* **STORED ROWS**:
_ _ _ _ _
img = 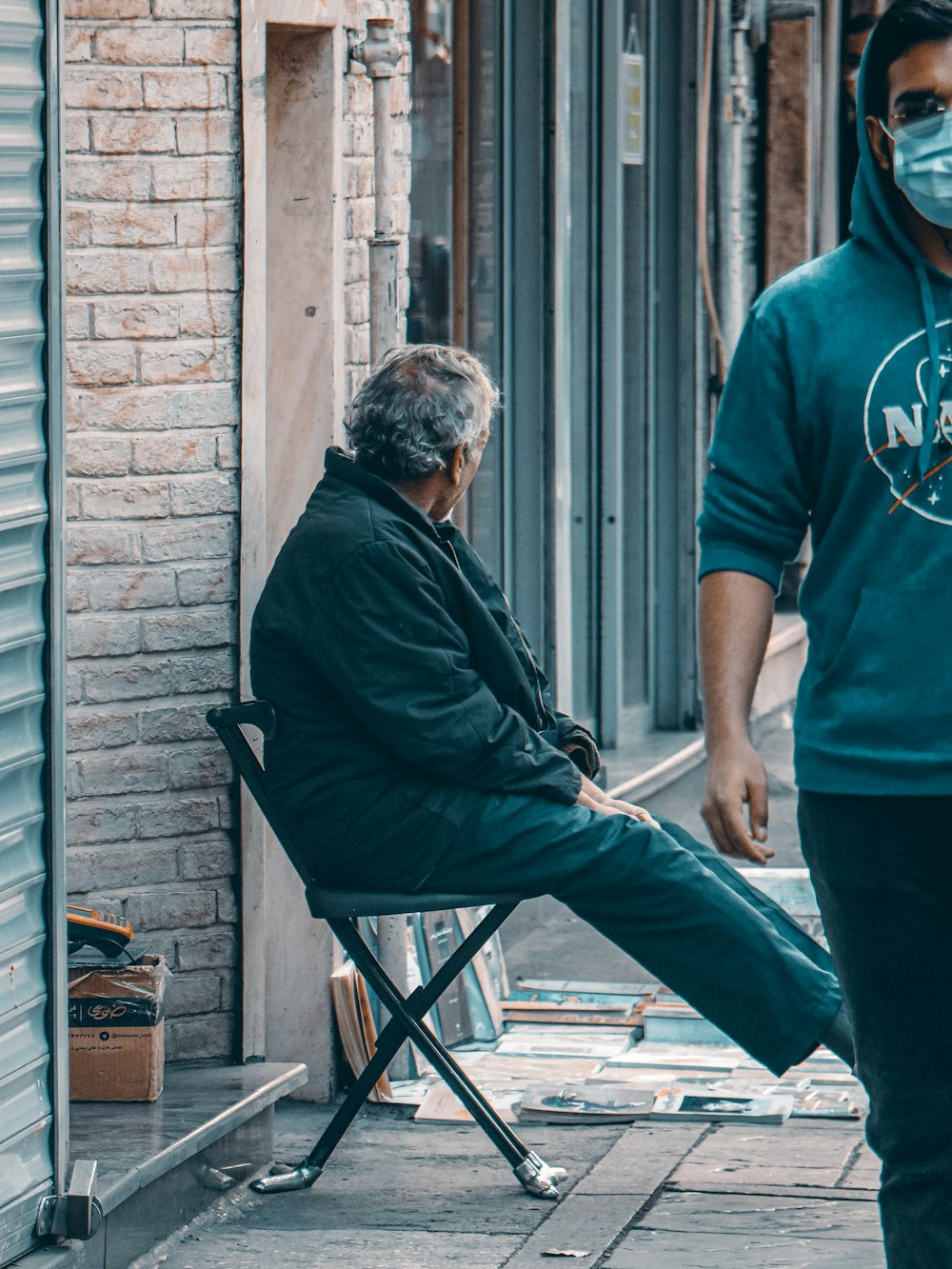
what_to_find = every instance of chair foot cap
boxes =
[251,1163,321,1194]
[513,1150,568,1200]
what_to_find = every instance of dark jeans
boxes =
[800,793,952,1269]
[420,794,841,1074]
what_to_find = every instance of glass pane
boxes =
[620,0,655,743]
[407,0,453,344]
[465,0,507,585]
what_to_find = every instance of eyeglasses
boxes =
[883,92,949,129]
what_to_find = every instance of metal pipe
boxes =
[353,18,407,363]
[351,18,410,1080]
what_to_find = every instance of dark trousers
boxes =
[419,794,841,1075]
[800,793,952,1269]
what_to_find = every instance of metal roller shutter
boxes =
[0,0,53,1264]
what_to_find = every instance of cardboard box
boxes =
[69,956,169,1101]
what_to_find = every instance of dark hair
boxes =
[846,12,876,35]
[863,0,952,119]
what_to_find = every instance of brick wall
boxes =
[64,0,408,1060]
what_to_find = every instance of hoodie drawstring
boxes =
[915,264,942,480]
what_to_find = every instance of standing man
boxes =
[700,0,952,1269]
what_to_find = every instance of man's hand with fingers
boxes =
[701,741,774,864]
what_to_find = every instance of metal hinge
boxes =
[35,1159,103,1239]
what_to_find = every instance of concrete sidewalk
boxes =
[130,1102,884,1269]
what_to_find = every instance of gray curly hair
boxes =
[344,344,499,483]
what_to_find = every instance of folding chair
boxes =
[207,701,566,1200]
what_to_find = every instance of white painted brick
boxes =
[76,746,169,797]
[166,1010,232,1062]
[66,802,137,847]
[142,605,235,652]
[64,26,92,62]
[344,283,370,325]
[138,340,236,385]
[66,0,149,14]
[217,431,241,471]
[170,647,237,693]
[142,517,235,561]
[142,68,228,110]
[66,155,150,202]
[214,882,241,922]
[66,343,136,387]
[132,433,217,476]
[126,885,216,930]
[175,110,239,155]
[149,248,237,292]
[66,384,239,431]
[76,480,171,521]
[64,110,89,153]
[95,27,186,66]
[64,301,92,339]
[90,110,175,155]
[170,476,239,515]
[92,297,179,339]
[66,700,138,754]
[66,431,132,476]
[344,243,369,285]
[152,0,237,22]
[344,159,373,198]
[342,118,373,157]
[66,250,149,294]
[83,660,172,704]
[64,207,92,248]
[66,525,142,564]
[66,613,142,660]
[66,572,89,613]
[344,198,374,239]
[344,327,370,365]
[136,796,220,838]
[179,839,237,881]
[66,664,83,705]
[169,737,231,789]
[64,66,144,110]
[165,969,221,1018]
[146,156,237,201]
[175,561,237,605]
[138,698,231,741]
[89,565,178,611]
[175,203,239,248]
[66,843,176,893]
[179,293,240,343]
[186,27,237,66]
[178,926,236,969]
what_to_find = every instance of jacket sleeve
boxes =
[698,308,811,590]
[311,542,582,804]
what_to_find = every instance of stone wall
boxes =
[64,0,408,1060]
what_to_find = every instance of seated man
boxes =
[251,346,852,1074]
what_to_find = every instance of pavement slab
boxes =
[605,1228,886,1269]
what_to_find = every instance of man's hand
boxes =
[701,741,774,864]
[576,775,662,828]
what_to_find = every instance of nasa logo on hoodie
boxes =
[863,321,952,525]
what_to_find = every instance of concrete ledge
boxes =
[19,1062,307,1269]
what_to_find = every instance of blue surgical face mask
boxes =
[883,110,952,228]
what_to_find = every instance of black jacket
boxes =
[251,449,598,883]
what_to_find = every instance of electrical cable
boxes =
[697,0,727,389]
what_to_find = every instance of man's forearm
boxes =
[698,572,774,748]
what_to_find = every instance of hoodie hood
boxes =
[849,28,952,480]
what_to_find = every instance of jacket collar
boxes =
[324,446,439,541]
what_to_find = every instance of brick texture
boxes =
[64,0,410,1060]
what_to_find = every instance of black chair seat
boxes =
[207,701,565,1200]
[307,885,526,922]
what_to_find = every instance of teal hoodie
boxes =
[698,44,952,796]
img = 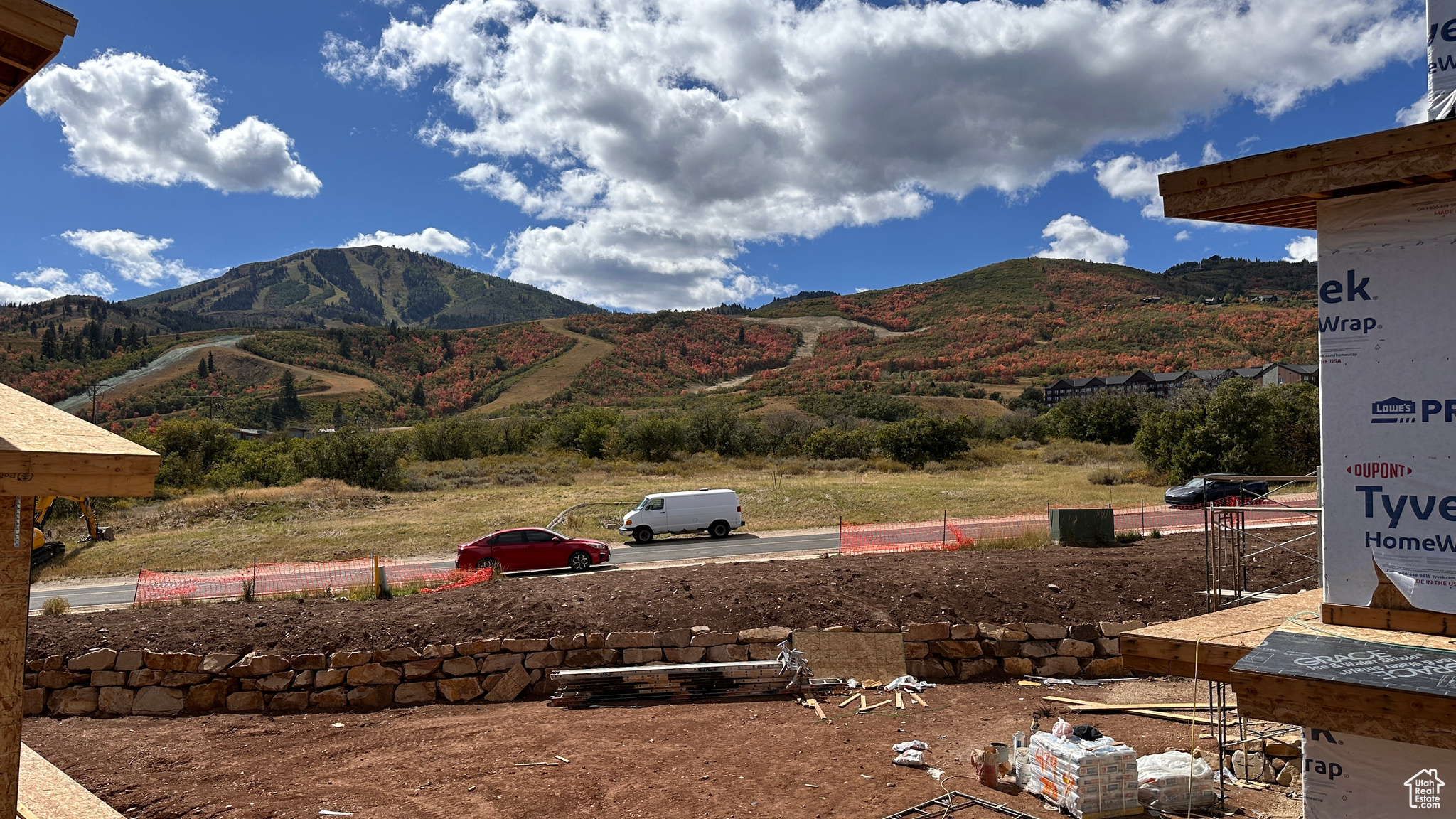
_ _ _ _ _
* **WHAT THE TASK REQUIRES**: Please copy all of the data above line for line, without changing anything, and leave the pictures out of your copy.

* **OUTPUT BELOW**:
img = 
what_to_find = every instance of chair foot cap
boxes =
[251,1163,321,1194]
[513,1150,568,1200]
what_to_find = every instance of dark jeans
boxes =
[800,793,952,1269]
[420,794,841,1074]
what_to_find = every instance of glass pane
boxes =
[620,0,655,743]
[407,0,453,344]
[465,0,507,585]
what_to_find = every instance of eyeglasses
boxes =
[883,92,949,129]
what_to_find = every instance of metal pipe
boxes =
[353,18,407,363]
[351,18,410,1080]
what_to_find = every instance of dark trousers
boxes =
[419,794,841,1075]
[800,793,952,1269]
what_to_find = every instance of metal roller shutter
boxes =
[0,0,53,1264]
what_to_find = every instance of cardboard box
boxes =
[69,956,169,1101]
what_to_find = every instance of dark hair
boxes =
[846,12,876,35]
[863,0,952,119]
what_to_find = every instance of brick wall
boxes =
[64,0,408,1060]
what_to_find = every instance of hoodie drawstring
boxes =
[915,264,942,480]
what_to_find = every instance of standing man
boxes =
[700,0,952,1269]
what_to_find = every instance of man's hand with fingers
boxes =
[701,741,774,864]
what_to_find = every instance of metal hinge
boxes =
[35,1159,103,1239]
what_to_find = every instance of concrete sidewalk
boxes =
[130,1102,884,1269]
what_to_find = every instance of gray curly hair
boxes =
[344,344,499,483]
what_to_find = every instance of folding chair
boxes =
[207,701,566,1200]
what_to_find = every instance of white painted brick
boxes =
[76,746,169,797]
[166,1010,232,1062]
[66,802,137,847]
[142,605,235,652]
[64,26,92,62]
[344,283,370,325]
[138,340,236,385]
[66,0,149,14]
[217,431,241,471]
[170,647,237,693]
[142,517,235,561]
[142,68,228,110]
[66,155,150,202]
[214,882,241,922]
[66,343,136,387]
[132,433,217,476]
[126,885,216,930]
[175,110,239,155]
[149,248,237,292]
[66,384,239,431]
[76,480,171,521]
[64,110,89,153]
[95,27,186,66]
[64,301,92,339]
[90,110,175,155]
[170,476,239,515]
[92,297,179,339]
[66,700,138,754]
[66,431,132,476]
[344,243,369,285]
[152,0,237,22]
[344,159,373,198]
[342,118,373,157]
[66,250,149,294]
[83,660,172,704]
[64,207,92,248]
[66,525,142,564]
[66,613,142,660]
[66,572,89,613]
[344,198,374,239]
[344,327,370,365]
[136,796,220,838]
[179,839,237,881]
[66,664,83,705]
[169,737,231,789]
[64,66,144,110]
[165,969,221,1018]
[146,156,237,201]
[175,561,237,605]
[138,698,231,741]
[89,565,178,611]
[175,203,239,248]
[66,843,176,893]
[179,293,240,343]
[186,27,237,66]
[178,926,236,969]
what_to_find = every instance of jacket sleeve
boxes =
[698,308,811,590]
[311,542,582,804]
what_to_find = every instance of stone wall
boxes =
[64,0,408,1060]
what_to_find = every instance of seated man
boxes =
[251,346,852,1074]
what_to_find = every instance of pavement slab
boxes =
[605,1228,886,1269]
what_to_find = every instance of man's hand
boxes =
[701,741,774,864]
[576,775,662,828]
what_to_find = every instance of nasa logo on hoodie
boxes =
[863,321,952,525]
what_to_find = every instance of concrete ledge
boxes =
[19,1062,307,1269]
what_to_find = every instance of blue surgical face mask
boxes =
[883,110,952,228]
what_to_find = every instance of black jacket
boxes =
[251,449,598,883]
what_to_find = every instance of electrical cable
boxes =
[697,0,727,389]
what_to_find = every instance of man's forearm
boxes =
[698,572,774,748]
what_to_find = every instance of hoodie hood
boxes =
[849,28,952,480]
what_to_find = every instance of jacket collar
boxes =
[324,446,439,541]
what_to_find = every instance of brick texture
boxes =
[64,0,410,1060]
what_to_find = every instance of black chair seat
boxes =
[207,701,565,1200]
[307,885,526,922]
what_to_find = every instance of teal hoodie
boxes =
[698,44,952,796]
img = 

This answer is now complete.